The lines to repeat are those below from the one containing "positive clicks: (98, 369)" down to the one containing "box: [89, 299, 109, 435]", both included; reproduce them exactly and nothing else.

▶ **Record set**:
■ ■ ■ ■ ■ ■ ■
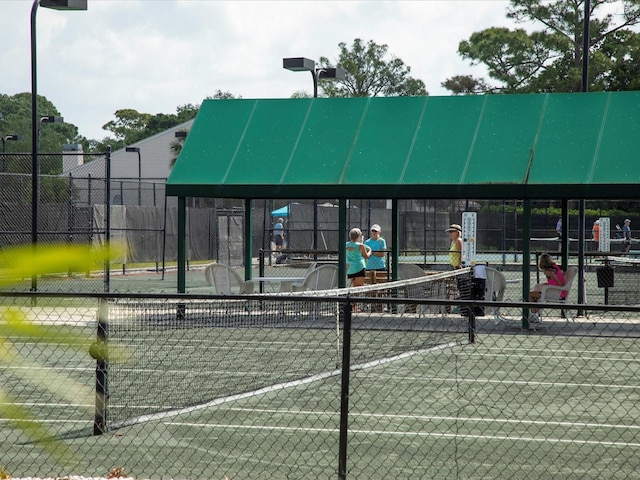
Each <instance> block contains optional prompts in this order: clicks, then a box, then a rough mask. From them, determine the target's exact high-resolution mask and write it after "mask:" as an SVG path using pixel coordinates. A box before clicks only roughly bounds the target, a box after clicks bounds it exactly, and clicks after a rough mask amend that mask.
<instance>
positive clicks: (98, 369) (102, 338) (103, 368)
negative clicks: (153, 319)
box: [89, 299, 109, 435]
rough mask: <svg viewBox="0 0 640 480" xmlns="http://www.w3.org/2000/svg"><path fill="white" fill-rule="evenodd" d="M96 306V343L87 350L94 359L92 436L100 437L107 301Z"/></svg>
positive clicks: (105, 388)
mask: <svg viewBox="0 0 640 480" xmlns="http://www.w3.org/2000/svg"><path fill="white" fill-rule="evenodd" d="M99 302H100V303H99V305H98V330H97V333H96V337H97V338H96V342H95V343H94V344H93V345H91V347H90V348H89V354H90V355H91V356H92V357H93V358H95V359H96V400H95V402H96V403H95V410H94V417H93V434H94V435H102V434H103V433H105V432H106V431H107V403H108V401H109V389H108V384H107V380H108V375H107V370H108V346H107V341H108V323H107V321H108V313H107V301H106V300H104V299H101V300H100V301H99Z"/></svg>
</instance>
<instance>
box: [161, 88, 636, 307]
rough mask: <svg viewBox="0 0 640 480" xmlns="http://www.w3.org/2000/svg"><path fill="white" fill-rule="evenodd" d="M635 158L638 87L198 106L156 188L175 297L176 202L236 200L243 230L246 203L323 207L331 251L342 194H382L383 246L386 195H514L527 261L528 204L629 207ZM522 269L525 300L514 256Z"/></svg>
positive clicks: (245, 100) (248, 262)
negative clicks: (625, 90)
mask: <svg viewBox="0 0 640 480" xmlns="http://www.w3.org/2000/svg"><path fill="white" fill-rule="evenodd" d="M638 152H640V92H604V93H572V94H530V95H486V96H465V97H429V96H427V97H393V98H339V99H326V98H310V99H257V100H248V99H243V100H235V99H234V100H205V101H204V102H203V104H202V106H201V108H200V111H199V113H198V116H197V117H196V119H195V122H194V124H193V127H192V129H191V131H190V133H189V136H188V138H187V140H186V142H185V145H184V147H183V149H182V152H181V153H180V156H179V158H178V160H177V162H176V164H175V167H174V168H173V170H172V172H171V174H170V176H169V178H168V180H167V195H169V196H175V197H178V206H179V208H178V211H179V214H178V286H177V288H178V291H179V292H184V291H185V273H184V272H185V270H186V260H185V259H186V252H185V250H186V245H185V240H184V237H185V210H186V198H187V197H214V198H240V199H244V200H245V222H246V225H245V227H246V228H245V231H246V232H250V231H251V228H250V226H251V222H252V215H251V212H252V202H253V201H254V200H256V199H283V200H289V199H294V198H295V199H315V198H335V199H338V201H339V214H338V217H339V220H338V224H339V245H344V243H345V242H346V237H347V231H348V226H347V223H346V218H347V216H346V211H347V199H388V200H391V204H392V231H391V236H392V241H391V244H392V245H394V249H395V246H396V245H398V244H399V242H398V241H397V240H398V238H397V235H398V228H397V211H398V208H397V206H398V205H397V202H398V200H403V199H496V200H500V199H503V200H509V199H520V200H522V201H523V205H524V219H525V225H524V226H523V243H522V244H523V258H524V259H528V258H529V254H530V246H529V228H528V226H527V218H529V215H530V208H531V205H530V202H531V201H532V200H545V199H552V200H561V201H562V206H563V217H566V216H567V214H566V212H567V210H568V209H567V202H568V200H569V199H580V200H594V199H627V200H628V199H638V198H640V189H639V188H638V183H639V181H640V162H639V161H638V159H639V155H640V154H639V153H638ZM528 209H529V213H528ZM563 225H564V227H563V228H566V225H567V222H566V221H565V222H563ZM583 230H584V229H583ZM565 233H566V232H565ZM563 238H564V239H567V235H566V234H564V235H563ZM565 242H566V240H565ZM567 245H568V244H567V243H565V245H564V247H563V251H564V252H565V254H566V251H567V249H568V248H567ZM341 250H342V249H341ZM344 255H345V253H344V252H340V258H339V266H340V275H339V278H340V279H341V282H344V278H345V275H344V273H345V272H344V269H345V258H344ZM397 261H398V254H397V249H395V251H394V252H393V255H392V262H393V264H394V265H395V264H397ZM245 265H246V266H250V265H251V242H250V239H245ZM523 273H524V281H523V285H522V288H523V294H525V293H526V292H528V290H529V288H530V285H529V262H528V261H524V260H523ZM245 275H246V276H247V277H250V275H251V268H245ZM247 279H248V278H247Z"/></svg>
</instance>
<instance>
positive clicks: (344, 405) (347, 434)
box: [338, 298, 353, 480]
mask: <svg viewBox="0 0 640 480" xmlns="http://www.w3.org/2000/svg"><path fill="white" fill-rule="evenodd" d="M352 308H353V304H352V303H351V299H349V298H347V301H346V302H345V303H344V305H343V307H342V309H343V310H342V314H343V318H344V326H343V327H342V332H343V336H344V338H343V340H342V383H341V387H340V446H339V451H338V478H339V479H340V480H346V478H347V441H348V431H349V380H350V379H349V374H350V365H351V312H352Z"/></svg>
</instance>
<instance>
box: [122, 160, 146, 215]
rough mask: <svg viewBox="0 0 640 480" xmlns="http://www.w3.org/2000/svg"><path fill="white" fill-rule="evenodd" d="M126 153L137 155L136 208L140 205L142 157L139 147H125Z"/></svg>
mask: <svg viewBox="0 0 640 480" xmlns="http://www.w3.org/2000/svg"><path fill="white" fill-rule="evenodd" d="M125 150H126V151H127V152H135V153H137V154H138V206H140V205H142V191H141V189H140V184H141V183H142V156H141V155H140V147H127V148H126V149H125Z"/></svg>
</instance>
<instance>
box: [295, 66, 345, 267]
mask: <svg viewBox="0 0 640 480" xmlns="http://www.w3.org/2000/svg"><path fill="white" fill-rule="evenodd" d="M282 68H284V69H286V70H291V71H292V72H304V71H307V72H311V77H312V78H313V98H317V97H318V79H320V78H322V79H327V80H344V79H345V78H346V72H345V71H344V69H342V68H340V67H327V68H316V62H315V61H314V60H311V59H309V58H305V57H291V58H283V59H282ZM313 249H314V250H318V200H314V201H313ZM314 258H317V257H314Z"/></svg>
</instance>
■ ■ ■ ■ ■ ■ ■
▶ **Answer box**:
positive clicks: (98, 369) (102, 338) (103, 368)
negative clicks: (153, 319)
box: [89, 299, 109, 435]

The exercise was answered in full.